# Exercise requirements
Work out how many lines of the records contain "black". Answer with the number and nothing else.

##### Provided information #####

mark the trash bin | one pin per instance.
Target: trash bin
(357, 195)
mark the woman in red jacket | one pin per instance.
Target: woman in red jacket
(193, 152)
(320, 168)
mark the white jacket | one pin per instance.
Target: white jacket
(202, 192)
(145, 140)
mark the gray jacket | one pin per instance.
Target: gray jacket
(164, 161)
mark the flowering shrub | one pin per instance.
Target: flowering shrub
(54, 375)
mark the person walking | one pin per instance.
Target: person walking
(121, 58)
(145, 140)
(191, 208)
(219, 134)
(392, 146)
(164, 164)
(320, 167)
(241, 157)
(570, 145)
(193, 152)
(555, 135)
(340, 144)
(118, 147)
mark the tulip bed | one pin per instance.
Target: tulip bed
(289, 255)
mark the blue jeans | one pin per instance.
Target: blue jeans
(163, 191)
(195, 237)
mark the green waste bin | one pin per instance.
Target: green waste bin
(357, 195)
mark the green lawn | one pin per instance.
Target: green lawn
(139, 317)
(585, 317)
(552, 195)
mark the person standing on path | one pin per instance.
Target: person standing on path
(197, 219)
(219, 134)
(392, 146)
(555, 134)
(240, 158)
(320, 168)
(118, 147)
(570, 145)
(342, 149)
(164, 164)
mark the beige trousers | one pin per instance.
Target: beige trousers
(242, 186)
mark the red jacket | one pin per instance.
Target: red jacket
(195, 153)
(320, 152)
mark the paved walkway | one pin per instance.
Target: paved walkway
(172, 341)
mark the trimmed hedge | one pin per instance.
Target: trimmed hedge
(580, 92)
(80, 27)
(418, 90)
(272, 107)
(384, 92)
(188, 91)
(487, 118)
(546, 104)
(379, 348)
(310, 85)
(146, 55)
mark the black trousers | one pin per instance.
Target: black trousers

#####

# Result for this task
2